INSTRUCTIONS FOR THE TASK
Return copies of the lines below that mention "grass".

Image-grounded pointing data
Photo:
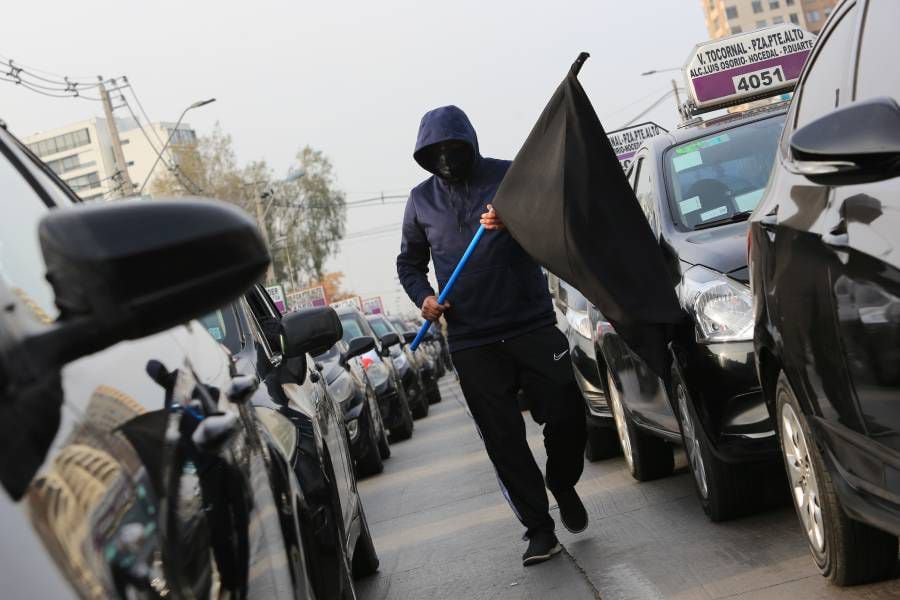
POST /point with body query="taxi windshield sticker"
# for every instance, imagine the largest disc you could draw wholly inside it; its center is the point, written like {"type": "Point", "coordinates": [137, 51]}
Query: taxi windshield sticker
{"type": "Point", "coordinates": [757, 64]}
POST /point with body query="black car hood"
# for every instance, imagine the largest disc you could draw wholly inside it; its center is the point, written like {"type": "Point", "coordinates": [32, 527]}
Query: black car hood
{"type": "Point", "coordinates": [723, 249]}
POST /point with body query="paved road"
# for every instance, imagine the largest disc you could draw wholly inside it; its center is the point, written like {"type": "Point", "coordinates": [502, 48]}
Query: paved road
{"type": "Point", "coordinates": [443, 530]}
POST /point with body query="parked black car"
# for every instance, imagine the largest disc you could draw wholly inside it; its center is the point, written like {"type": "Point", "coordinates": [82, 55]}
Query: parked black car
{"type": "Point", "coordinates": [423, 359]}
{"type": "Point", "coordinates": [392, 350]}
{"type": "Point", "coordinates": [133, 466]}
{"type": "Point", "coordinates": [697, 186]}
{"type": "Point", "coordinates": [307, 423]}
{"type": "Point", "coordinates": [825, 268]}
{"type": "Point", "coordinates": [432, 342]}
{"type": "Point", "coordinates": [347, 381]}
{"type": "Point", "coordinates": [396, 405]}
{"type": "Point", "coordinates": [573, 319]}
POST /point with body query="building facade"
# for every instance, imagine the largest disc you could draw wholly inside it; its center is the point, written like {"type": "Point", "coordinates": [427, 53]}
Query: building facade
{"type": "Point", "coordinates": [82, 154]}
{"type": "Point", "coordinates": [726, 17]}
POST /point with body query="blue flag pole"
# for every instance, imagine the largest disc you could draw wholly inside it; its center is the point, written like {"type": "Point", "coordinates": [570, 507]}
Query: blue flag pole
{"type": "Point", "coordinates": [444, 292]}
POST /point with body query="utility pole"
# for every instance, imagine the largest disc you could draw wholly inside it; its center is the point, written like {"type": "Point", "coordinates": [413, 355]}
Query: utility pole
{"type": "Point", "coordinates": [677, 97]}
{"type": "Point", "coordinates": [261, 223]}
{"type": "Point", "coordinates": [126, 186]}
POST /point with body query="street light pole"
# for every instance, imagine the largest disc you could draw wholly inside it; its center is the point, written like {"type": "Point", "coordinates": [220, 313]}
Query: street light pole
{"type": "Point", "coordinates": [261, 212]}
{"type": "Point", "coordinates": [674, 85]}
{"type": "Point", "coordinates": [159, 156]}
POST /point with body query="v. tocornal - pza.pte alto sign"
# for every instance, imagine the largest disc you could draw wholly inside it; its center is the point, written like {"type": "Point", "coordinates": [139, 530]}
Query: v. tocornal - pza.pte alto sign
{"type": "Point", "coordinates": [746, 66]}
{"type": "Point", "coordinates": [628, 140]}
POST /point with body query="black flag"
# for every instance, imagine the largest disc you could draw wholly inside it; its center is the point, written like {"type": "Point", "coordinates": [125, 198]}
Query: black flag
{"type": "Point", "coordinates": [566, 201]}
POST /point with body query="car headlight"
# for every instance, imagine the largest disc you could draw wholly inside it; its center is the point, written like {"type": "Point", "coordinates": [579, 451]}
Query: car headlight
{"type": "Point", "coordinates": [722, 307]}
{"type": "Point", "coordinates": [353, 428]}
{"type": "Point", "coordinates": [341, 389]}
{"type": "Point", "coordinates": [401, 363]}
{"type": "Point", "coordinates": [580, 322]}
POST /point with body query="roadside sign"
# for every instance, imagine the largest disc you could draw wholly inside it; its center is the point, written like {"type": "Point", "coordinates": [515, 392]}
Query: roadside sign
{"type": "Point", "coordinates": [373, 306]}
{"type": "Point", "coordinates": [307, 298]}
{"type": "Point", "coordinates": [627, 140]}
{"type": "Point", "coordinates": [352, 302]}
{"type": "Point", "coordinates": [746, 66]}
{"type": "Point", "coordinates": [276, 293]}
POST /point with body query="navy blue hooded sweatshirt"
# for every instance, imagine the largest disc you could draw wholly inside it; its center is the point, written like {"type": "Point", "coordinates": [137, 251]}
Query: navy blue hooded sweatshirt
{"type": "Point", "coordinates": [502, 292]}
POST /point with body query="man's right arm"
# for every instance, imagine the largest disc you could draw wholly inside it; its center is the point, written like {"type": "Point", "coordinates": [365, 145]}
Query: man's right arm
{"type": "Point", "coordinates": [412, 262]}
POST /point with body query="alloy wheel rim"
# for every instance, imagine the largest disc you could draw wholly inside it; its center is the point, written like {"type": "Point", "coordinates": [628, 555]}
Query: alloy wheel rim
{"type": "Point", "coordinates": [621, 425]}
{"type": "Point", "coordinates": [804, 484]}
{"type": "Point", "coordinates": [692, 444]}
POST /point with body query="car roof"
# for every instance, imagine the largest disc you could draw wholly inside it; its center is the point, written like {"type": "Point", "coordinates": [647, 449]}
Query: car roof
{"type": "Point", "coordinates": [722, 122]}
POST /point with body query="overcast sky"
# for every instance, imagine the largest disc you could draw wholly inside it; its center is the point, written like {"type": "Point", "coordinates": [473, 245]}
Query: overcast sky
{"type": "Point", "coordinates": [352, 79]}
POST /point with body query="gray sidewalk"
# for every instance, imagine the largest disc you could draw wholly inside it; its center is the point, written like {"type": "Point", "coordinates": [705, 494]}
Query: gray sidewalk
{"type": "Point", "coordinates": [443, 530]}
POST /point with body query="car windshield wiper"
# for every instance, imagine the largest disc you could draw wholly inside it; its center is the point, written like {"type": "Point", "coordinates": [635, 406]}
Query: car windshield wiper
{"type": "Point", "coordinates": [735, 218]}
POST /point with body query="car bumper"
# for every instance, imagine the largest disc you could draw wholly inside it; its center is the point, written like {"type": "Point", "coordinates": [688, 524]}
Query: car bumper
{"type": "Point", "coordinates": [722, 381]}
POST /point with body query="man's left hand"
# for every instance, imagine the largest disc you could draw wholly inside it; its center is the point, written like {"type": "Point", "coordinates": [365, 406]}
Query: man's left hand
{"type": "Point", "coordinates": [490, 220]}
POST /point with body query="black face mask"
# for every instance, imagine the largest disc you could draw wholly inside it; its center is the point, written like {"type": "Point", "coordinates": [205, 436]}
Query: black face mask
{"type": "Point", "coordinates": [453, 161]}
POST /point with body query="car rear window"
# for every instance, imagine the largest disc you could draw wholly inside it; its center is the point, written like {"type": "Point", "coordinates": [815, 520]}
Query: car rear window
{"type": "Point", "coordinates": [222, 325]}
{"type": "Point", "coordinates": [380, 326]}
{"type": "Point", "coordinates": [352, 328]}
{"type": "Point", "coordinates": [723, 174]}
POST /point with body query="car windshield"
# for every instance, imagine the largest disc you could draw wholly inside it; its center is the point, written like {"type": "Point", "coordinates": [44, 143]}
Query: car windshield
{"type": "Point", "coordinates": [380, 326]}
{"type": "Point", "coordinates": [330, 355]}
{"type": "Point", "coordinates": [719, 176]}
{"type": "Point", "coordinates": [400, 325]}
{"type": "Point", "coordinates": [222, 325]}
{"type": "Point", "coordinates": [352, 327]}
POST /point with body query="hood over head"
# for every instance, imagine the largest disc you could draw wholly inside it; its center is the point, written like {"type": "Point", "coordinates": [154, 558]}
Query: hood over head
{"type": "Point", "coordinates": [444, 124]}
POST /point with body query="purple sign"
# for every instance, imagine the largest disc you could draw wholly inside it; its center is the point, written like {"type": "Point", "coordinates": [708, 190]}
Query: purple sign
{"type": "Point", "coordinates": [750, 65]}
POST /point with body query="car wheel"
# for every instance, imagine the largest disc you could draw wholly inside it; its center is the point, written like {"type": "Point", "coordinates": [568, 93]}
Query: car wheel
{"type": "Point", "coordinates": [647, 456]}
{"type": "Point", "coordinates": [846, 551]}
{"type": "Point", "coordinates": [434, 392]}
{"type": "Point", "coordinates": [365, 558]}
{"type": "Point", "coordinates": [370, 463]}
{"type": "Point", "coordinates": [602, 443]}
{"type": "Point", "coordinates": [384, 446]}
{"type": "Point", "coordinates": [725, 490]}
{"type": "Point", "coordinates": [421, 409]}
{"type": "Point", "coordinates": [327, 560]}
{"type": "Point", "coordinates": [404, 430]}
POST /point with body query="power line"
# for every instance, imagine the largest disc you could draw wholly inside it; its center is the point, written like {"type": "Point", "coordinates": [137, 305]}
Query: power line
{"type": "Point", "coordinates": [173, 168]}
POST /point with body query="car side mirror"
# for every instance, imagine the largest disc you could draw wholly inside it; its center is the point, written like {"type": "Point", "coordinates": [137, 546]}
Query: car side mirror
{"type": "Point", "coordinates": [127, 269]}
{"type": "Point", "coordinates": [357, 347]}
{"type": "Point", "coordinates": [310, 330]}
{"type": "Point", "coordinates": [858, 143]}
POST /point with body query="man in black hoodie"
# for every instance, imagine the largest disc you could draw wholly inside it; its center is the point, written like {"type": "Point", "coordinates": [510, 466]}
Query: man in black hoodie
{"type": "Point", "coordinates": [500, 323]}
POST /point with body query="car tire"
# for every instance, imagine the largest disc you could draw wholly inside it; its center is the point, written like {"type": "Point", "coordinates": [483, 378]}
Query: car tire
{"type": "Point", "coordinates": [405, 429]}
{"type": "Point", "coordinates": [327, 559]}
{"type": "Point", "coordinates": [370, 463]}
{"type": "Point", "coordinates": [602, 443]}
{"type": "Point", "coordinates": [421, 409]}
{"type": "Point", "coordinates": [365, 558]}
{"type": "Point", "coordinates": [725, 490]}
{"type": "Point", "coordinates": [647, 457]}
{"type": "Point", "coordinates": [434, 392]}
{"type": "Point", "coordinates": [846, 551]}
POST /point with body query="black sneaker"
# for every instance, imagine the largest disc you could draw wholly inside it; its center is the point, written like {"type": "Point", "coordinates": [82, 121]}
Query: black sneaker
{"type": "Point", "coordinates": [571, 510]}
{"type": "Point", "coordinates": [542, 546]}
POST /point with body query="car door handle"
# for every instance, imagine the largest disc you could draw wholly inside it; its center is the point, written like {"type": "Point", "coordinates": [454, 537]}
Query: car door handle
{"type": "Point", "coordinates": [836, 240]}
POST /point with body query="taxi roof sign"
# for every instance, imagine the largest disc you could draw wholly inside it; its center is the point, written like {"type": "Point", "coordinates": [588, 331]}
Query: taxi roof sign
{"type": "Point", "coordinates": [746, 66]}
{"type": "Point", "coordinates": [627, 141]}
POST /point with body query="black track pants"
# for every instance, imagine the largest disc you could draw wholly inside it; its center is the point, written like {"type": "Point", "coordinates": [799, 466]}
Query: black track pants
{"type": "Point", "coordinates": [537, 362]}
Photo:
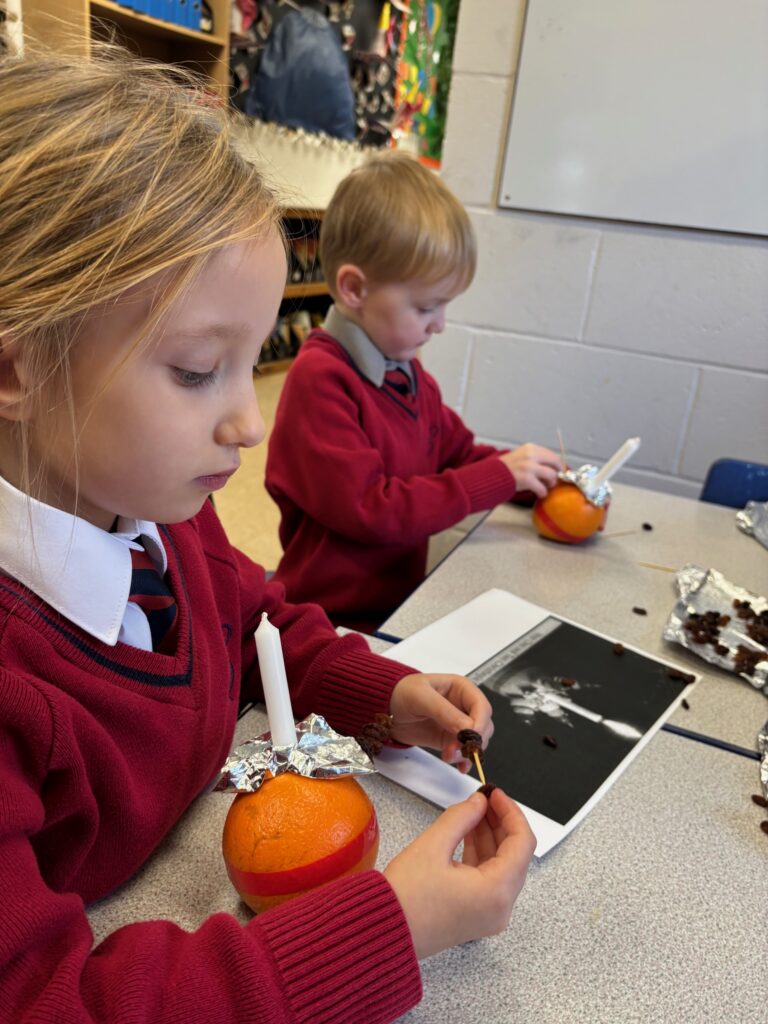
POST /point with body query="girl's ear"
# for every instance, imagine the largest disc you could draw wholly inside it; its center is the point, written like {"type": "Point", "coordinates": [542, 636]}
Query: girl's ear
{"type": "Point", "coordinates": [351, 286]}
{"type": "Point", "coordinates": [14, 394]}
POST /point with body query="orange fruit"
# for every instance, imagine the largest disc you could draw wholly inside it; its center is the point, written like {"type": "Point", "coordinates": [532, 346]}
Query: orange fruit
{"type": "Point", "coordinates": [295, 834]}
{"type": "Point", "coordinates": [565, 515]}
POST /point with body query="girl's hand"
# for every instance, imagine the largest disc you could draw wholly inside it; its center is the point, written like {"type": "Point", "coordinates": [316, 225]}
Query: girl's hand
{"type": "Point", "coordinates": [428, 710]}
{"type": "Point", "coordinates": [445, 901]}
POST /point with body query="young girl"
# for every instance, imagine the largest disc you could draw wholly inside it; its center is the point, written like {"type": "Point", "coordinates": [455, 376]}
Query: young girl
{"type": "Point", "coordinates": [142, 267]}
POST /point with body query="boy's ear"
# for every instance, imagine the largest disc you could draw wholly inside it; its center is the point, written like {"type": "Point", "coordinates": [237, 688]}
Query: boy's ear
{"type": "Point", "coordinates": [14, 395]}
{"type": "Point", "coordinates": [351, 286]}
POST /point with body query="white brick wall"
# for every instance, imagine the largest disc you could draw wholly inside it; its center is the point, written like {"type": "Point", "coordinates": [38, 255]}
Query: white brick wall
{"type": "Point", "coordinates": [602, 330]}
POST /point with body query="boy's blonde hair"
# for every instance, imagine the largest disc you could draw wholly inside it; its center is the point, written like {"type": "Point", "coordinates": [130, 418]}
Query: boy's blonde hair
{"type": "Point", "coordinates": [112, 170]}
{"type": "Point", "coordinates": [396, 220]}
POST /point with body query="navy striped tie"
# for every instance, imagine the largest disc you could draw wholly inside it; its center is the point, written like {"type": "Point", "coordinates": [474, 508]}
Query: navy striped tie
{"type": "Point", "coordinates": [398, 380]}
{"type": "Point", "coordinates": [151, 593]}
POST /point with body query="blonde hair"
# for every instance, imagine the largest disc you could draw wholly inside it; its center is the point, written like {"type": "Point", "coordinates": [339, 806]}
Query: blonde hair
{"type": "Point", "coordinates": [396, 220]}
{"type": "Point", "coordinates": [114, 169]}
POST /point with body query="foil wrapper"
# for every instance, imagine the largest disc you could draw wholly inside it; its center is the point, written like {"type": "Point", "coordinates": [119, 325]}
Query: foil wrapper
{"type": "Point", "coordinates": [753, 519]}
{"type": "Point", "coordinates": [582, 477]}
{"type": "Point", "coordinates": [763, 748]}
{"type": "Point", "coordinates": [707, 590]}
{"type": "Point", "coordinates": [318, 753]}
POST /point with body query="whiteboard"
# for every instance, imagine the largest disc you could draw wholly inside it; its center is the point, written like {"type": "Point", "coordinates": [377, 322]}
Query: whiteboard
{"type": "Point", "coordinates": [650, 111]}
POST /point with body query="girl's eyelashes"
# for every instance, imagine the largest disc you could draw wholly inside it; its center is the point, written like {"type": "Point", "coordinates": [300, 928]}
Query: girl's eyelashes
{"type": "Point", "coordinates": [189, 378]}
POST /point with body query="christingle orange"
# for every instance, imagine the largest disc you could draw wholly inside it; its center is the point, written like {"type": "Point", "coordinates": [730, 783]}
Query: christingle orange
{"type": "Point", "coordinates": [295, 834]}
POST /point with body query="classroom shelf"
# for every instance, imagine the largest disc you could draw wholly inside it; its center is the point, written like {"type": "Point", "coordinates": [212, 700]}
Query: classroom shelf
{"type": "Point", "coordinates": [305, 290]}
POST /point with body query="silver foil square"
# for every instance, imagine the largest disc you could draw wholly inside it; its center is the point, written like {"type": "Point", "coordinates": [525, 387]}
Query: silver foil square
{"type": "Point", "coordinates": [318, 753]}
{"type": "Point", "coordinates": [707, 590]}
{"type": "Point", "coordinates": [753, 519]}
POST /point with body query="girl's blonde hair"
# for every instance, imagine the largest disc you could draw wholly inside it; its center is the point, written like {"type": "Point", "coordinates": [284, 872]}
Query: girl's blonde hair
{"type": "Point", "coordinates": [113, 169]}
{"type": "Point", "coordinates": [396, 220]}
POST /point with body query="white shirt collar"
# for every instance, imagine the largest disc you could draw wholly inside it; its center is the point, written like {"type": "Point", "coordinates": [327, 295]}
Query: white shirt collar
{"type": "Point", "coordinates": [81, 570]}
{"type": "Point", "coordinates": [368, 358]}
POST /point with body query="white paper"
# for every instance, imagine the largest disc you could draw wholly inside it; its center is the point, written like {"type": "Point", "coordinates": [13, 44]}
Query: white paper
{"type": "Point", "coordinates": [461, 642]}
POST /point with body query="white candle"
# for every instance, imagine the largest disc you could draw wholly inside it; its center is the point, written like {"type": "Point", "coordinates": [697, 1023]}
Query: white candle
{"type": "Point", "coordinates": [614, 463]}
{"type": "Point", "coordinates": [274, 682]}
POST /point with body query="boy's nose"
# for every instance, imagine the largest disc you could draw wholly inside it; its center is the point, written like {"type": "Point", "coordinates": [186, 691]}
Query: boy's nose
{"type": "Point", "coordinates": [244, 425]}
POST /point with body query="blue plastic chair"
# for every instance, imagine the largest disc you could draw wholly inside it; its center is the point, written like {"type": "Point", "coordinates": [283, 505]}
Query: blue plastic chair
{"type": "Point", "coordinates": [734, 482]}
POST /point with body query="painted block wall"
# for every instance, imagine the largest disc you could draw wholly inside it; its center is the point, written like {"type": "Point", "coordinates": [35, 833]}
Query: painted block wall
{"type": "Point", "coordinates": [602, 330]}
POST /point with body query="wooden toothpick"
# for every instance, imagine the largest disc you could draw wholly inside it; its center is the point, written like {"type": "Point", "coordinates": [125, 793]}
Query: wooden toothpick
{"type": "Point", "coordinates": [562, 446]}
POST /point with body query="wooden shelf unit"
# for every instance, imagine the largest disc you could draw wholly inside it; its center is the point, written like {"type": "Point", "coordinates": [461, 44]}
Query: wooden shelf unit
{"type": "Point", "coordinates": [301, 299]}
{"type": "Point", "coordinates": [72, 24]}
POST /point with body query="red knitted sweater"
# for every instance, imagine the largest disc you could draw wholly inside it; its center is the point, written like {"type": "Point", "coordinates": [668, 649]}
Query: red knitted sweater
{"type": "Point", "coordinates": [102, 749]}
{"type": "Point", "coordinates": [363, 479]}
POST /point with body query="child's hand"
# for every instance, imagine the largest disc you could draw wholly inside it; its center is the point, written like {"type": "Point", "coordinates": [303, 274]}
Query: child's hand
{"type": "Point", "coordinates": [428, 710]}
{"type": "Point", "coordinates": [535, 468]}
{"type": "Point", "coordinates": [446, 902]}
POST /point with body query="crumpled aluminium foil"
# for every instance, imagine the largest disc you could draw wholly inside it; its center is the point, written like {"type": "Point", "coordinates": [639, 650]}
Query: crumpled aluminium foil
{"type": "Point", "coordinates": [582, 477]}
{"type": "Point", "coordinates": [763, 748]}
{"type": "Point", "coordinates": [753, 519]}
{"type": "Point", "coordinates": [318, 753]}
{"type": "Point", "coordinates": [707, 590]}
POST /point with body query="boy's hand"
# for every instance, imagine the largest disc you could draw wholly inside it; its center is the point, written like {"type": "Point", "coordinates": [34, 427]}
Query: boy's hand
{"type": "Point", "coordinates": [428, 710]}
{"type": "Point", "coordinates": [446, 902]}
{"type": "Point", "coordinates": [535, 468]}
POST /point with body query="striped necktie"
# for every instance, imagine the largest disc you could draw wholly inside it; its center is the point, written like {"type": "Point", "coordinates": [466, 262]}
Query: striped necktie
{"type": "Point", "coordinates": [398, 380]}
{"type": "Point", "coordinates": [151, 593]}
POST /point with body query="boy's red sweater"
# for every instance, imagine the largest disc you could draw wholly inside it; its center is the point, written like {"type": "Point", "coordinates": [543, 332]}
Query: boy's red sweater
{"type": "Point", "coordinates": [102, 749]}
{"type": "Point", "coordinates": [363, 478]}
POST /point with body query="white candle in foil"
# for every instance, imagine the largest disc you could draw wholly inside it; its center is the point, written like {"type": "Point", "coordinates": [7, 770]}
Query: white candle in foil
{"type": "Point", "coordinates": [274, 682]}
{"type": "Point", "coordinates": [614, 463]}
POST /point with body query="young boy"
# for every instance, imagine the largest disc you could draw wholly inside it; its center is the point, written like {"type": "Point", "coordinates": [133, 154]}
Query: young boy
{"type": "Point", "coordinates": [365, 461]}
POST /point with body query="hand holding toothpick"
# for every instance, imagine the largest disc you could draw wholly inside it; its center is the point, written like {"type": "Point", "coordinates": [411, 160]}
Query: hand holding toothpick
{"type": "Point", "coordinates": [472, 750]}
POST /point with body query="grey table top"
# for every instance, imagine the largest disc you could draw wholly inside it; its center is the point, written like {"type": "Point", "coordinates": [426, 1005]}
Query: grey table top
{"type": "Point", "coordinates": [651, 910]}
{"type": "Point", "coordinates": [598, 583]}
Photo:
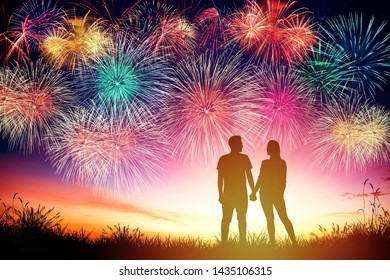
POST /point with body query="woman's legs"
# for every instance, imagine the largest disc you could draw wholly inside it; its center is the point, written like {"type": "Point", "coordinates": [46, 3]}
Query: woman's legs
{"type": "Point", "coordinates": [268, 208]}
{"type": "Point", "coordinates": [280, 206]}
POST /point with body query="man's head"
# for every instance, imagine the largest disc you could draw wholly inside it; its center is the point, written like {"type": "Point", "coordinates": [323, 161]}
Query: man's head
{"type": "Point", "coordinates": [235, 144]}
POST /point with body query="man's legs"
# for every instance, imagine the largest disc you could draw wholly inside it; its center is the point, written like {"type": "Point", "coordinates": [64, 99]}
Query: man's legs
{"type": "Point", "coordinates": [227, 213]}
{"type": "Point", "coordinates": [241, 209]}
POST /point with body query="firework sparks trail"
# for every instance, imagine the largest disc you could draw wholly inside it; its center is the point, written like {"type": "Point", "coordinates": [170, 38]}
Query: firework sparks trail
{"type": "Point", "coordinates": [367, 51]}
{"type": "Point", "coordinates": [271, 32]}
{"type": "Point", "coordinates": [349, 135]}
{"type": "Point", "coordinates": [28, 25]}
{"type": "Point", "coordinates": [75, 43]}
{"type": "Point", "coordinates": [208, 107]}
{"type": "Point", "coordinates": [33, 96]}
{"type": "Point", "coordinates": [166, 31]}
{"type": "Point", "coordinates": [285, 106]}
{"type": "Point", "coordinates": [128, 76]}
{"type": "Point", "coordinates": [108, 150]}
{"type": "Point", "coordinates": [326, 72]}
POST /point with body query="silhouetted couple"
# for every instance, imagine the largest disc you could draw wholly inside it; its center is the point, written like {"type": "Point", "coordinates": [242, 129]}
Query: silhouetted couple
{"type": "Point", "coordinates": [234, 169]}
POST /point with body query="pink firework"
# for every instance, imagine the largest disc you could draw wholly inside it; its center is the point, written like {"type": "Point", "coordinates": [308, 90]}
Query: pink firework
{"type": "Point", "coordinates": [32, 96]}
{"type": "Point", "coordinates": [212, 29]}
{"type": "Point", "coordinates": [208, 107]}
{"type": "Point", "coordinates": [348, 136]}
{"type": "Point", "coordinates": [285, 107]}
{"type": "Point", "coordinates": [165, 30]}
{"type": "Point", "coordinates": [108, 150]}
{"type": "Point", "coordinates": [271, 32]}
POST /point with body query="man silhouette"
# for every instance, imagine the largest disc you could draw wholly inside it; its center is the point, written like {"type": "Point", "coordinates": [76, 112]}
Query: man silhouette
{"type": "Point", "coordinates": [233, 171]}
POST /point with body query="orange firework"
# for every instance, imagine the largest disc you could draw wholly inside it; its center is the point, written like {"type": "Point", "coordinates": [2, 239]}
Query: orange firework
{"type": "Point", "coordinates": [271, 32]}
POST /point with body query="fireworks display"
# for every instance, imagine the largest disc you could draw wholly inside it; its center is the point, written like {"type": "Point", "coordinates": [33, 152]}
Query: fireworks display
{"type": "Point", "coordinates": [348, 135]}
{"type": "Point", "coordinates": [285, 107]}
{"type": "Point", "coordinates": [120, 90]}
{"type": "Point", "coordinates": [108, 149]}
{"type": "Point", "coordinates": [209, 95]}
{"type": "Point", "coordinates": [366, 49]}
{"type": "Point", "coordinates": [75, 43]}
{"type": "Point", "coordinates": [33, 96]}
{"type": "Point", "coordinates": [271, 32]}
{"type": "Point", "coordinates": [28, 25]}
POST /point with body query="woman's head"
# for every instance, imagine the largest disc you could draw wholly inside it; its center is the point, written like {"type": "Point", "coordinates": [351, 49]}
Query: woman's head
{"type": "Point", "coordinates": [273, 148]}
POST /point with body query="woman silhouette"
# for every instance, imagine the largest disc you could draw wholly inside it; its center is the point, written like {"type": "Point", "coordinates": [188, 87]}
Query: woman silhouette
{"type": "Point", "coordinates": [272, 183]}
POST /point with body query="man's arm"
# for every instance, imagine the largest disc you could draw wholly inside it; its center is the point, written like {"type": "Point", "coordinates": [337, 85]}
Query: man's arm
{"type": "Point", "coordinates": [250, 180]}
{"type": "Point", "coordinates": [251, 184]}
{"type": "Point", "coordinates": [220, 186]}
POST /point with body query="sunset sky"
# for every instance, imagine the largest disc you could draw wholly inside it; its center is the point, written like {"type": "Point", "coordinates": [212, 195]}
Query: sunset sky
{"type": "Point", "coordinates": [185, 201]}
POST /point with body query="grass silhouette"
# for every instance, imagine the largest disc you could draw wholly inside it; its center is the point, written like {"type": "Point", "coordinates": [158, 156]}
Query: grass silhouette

FINISHED EXERCISE
POST /point with body query="grass silhouette"
Query: grass silhouette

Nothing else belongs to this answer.